-- START OF Extracted text --
I mention all this because Don Juan, like Death and the Dreamlife of Elephants in 2009 and Perfectly Wasted in 2013, feels like a well of ideas that young theatre-makers will be drawing on for the next five years. It feels, more than anything, like a moment.
On one level, Don Juan is a reimagining of Moliere’s Don Juan or The Feast with the Statue, the definitive work about the legendary playboy and his exploits. On another, Don Juan is a play about a play performed by ‘A Slightly Isolated Dog’, a resolutely fictional theatre troupe who speak with ridiculous French accents and dress like John Leguizamo’s collective in Moulin Rouge! The cast of five – Peters alumni Jonathan Price, Andrew Paterson and Maaka Pohatu, and recent Toi grads Comfrey Sanders and Susie Berry – are powerful hosts, open and friendly and driven by their huge emotions.
All that said, the first level, the Moliere reboot, takes a while to come into being. We’re first run through an extended prologue in which the troupe weaves together localised tall tales and actual story, building Don Juan up like he’s a VIP at a humble flatwarming. The prologue pokes at big ideas about myth and escapism, but it’s meandering and a little bit frustrating; the energy lags a little when they have to drop an anecdote and pick up a new one, and the actors feel a little bit wobbly when they catch themselves ad libbing over each other. Besides, the party don’t start til Don Juan walks in
In a chunky white baseball cap and blue silk scarf, this Don Juan is played by two – one actor his voice, speaking into a microphone, and the other his physical presence, lip-syncing with a portable speaker in hand. This Don Juan is a construct, with a deeper, louder voice and more sensuality than any human being. He’s a fantasy of autonomy without consequences; he’s Beyonce and Kanye, transplanted to the 17th century (connections made by Peters and his cast through electrifying acapella interludes of Partition and Power). Like all Don Juans before him, this Don Juan exists to be celebrated. Look at that golden god. I bet if the rules no longer applied to us, we’d be this outrageous too.
-- END OF Extracted text --
■ What to do
1 > According to the Don Juan review, what does this Don Juan wear?
2 > Extend the Don Juan review, picking up right after its final sentence.
The material that comes next has no connection to the Don Juan review.
-- START OF Listed entries --
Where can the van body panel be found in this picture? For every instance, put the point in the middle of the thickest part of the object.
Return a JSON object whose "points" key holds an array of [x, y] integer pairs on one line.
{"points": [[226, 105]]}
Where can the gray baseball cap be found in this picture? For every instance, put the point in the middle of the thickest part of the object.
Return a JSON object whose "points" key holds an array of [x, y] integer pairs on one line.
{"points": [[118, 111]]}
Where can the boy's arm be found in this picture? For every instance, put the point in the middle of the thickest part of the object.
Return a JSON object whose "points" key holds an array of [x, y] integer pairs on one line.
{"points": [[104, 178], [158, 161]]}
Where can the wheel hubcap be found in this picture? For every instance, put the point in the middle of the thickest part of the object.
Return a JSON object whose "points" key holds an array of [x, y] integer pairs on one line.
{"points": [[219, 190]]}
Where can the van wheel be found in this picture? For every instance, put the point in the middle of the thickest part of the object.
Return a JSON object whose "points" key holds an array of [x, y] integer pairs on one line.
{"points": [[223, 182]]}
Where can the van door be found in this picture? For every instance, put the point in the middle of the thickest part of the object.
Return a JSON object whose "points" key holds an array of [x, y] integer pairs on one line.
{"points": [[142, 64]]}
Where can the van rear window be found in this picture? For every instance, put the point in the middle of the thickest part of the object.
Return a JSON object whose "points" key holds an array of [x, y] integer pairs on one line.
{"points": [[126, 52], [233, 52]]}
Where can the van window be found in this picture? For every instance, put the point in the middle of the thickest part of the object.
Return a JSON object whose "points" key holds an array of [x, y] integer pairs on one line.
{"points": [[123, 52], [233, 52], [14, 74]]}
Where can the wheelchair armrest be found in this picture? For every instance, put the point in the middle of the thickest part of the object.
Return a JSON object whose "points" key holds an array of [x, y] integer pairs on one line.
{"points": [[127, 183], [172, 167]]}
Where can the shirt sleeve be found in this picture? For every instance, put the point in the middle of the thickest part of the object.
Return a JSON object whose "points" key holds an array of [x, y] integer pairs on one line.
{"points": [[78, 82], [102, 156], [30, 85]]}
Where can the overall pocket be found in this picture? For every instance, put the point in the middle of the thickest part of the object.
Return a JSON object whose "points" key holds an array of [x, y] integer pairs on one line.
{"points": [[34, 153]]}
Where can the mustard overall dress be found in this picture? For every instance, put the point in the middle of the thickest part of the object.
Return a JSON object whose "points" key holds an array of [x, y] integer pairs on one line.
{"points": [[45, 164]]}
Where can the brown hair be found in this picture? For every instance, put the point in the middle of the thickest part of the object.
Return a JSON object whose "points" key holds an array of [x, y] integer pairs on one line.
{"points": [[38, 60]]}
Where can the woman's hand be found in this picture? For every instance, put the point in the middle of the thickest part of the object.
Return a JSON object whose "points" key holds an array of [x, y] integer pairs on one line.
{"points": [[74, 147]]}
-- END OF Listed entries --
■ Responses in order
1 > A chunky white baseball cap and a blue silk scarf.

2 >
The troupe keeps us in that celebration with outrageous accents, drinks breaks and their own attempts at breaking the rules. They even get us to participate in some of the most compassionate, boundary-respecting audience interaction I’ve been part of. The direct engagement pre-show while in the theatre and the foyer softens us up; the Moulin Rouge!-by-way-of-poor theatre aesthetic builds a formidable anything-goes vibe; and the archetypes we’re dealing with – earnest Philippe, snarky Julie, no-fucks-given Lily, childlike Maurice, flippant Ginger – are clearly delineated right from the top, clarifying the consequences of any interaction. Further, the cast is superb at guiding people through the small roles they play: statues, execution squads, vengeful brothers.
But they also keep us aware that there are actually still rules. Maurice’s excitement at getting a puppy is quickly shut down with reference to ‘what happened last time’, while Philippe’s desperate attempts to woo an audience member are shut down by the troupe, tackling him and shouting their apologies. Don Juan draws us away from celebrating this playboy and asks us to question why we do it; the emphasis is less on telling the fantasy, and more on considering why it’s a fantasy in the first place.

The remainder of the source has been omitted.